TEXT TO READ:
Petitioner may only receive credit for the time spent in official detention prior to the imposition of his federal sentence to the extent permissible under 18 U.S.C. § 3585(b). Although the Bureau cannot commence Petitioner's sentence any earlier than the date on which it was imposed, it retains the authority to compute and apply credit toward the federal sentence for time spent in official detention prior to the date on which the sentence commenced. See Wilson, 503 U.S. at 331-32. Title 18 U.S.C. § 3585(b) dictates when the Bureau may do so. Specifically, the statute provides:

A defendant shall be given credit toward the service of a term of imprisonment for any time he has spent in official detention prior to the date the sentence commences--
1) as a result of the offense for which the sentence was imposed; or
2) as a result of any other charge for which the defendant was arrested after the commission of the offense for which the sentence was imposed;
that has not been credited against another sentence.
18 U.S.C. § 3585 (italics added). Thus, § 3585(b) permits the application of prior custody credits to a federal sentence but limits the award of such credit to instances when the prior custody was not credited against another sentence. See United States v. Labeille-Soto, 163 F.3d 93, 99 (2d Cir. 1998); United States v. Kramer, 12 F.3d 130, 132 (8th Cir. 1993). The Supreme Court observed that under 18 U.S.C. § 3585(b), “Congress made clear that a defendant could not receive double credit for his detention time.” Wilson, 503 U.S. at 337. Thus, any time Petitioner spent in official detention prior to May 20, 2016, may be applied to his sentence only if it has not been applied to any other sentence.

GIVEN REQUEST A:
Translate this sentence from the passage on sentencing credit into Spanish: "Title 18 U.S.C. § 3585(b) dictates when the Bureau may do so."
The records come from a different source than the passage on sentencing credit.

MATERIAL:
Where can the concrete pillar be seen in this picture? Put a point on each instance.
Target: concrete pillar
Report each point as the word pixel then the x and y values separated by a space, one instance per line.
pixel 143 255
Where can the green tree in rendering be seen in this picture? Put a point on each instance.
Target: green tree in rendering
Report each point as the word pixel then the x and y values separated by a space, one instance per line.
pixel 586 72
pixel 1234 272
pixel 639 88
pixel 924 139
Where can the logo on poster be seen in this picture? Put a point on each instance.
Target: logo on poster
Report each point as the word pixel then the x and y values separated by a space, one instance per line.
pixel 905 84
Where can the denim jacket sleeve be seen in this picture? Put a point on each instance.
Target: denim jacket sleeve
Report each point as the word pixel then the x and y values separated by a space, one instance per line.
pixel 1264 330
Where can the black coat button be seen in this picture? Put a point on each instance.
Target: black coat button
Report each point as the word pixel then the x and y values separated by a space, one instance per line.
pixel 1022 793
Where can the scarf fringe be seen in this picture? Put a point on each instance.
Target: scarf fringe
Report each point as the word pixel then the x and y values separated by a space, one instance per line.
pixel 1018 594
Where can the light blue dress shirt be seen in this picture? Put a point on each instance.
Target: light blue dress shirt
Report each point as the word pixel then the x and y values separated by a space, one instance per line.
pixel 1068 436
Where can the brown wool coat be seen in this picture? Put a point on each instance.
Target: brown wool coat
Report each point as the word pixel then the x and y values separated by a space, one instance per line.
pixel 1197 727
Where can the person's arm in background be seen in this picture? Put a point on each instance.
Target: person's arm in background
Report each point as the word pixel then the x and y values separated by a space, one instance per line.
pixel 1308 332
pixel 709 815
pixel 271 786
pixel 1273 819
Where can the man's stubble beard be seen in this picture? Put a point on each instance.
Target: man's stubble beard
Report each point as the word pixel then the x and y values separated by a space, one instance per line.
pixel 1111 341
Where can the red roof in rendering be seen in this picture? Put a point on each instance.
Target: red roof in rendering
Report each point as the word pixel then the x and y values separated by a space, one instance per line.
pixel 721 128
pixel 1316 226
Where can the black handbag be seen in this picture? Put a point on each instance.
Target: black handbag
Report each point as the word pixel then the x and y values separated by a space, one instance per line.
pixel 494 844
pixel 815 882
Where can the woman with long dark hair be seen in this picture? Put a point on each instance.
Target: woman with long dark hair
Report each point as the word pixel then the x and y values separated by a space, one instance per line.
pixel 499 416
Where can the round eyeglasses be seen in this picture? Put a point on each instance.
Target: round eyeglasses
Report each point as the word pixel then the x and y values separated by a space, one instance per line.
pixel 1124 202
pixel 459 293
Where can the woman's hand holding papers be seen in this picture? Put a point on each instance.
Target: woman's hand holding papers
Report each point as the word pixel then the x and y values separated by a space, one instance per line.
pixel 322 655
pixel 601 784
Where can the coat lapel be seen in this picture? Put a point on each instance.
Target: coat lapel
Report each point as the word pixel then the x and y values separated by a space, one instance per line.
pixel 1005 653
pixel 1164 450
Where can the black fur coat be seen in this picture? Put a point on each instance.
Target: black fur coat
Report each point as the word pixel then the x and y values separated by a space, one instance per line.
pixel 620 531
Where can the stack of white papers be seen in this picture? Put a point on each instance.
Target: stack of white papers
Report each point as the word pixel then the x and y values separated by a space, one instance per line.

GIVEN REQUEST B:
In the records, rewrite the lines from the line with "Where can the person's" to the line with "pixel 815 882", replacing "red roof" with "orange roof" and leaving everything else unchanged. Give only those lines.

EXERCISE RESULT A:
El Título 18 U.S.C. § 3585(b) determina cuándo puede hacerlo la Oficina.

EXERCISE RESULT B:
Where can the person's arm in background be seen in this picture? Put a point on each instance.
Target: person's arm in background
Report each point as the word pixel then the x and y values separated by a space, one instance per line.
pixel 1308 332
pixel 709 815
pixel 271 786
pixel 1273 819
Where can the man's stubble beard be seen in this picture? Put a point on each instance.
Target: man's stubble beard
Report each point as the word pixel then the x and y values separated by a space, one instance per line.
pixel 1111 341
Where can the orange roof in rendering be seen in this picture? Put a point on each instance.
Target: orange roof in rendering
Report each point as the word pixel then the x and y values separated by a space, one instance per line.
pixel 721 128
pixel 1316 226
Where can the black handbag be seen in this picture? Put a point on each instance.
Target: black handbag
Report each point as the word pixel then the x and y values separated by a space, one instance per line.
pixel 494 844
pixel 815 882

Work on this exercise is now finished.